Questions:
A – In the article on Oklahoma's gross production taxes, how far ahead of the year's estimate had General Revenue collections come in as FY 2019 neared its end?
B – List every gross production tax rate, as a percentage, that the article on Oklahoma's gross production taxes mentions.
C – Continue the article on Oklahoma's gross production taxes from its last sentence.

Extract:
[Start of section]

Increased gross production taxes are fueling Oklahoma’s revenue boom
Oklahoma is currently enjoying a period of exceptionally strong revenue growth. As we near the end of FY 2019, General Revenue collections have already come in $360 million ahead of the year’s estimate, which will ensure a large end-of-year deposit to the Rainy Day Fund. Next year’s revenues collections are projected to be more than 20 percent higher than last year’s, which has allowed the Legislature to approve two straight years of substantial funding increases.
Much of the credit for the prosperous fiscal situation is due to rising oil and gas revenues. In recent sessions, the Legislature curbed tax breaks for the oil and gas industry that had allowed a growing share of production to be taxed far below the standard 7 percent rate. Until 2017, some older wells were taxed at just 1 percent during their first three years of production while new wells were taxed at just 2 percent for three years. In 2017, the Legislature restored the rate for all existing wells to 7 percent and then in 2018 restored the rate on new wells to 5 percent for the first 36 months.
Some in the oil and gas industry warned lawmakers that higher tax rates would stifle production and harm the energy industry and overall state economy. This has not appeared to be the case. Oil and gas production is currently at all-time highs in Oklahoma as well as nationally. Over the 12-month period through February 2019, Oklahoma oil production averaged 17 million barrels, which is 30 percent higher than during the peak years of the early 1980s.

[End of section]

Provided material:

[Start of section]

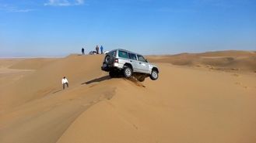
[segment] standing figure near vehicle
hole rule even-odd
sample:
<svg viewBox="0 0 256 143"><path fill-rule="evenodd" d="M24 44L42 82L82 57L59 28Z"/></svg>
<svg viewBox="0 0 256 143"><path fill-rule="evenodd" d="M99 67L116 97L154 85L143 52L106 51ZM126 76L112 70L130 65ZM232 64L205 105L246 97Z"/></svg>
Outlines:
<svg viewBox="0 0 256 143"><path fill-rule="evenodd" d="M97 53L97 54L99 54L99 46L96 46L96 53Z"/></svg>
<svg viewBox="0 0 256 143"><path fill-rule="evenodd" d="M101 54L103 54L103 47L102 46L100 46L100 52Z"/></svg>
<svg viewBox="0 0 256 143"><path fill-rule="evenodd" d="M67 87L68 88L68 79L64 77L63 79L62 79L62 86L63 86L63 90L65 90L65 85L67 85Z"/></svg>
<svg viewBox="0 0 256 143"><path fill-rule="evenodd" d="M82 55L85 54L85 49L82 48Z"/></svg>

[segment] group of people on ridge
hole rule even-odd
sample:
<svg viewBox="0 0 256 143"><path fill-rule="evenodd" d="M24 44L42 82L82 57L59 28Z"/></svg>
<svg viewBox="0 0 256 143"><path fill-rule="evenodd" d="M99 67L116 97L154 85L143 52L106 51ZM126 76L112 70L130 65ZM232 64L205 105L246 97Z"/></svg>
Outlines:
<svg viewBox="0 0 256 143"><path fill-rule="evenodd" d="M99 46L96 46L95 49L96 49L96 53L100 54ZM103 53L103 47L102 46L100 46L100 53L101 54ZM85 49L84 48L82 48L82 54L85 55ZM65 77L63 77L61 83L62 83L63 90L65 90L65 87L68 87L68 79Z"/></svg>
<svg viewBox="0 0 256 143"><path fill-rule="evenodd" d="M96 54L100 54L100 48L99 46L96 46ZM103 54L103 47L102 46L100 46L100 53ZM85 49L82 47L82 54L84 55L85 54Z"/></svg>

[End of section]

Task results:
A – $360 million

B –
- 7 percent
- 1 percent
- 2 percent
- 5 percent

C –
The restored tax rates and growth in production have given state revenues a significant boost. Through April, gross production tax (GPT) revenues to the General Revenue Fund are at $584 million, which is 132 percent above last year. The higher tax rate, which took effect in September, accounted for $260 million in increased GPT revenue through April, according to data from the State Treasurer’s Office. Total GPT collections are 38 percent higher this year than they would have been had lawmakers not boosted the rate from 2 to 5 percent. We do not have data to determine the impact of restoring the 7 percent rate on older wells on revenue collections, but it is likely substantial.
The FY 2020 budget approved by the Legislature appropriated $7.999 billion across state government, $434 million (5.7 percent) above the original budget for FY ’19. In addition, lawmakers set aside $200 million for the Revenue Stabilization Fund. Of the roughly $600 million in growth revenue for the FY 2020 budget, at least one-third is due to increased gross production tax collections.
Oil and gas taxes are an especially volatile revenue source, and there is good reason to be concerned about the state’s vulnerability to future drops in collections. However, the state has created a safeguard in the Revenue Stabilization Fund, which received a $200 million deposit this year and will likely grow by at least $200 million more in FY 2021.
Strong oil and gas tax collections, due in substantial part to lawmakers’ willingness in 2017 and 2018 to restore the gross production tax to higher rates, are a major contributor to the state’s fiscal health. They are resulting in a large anticipated deposit to the Rainy Day Fund as well as significant funding increases and increased savings as part of the FY 2020 budget.
David Blatt is Executive Director of Oklahoma Policy Institute.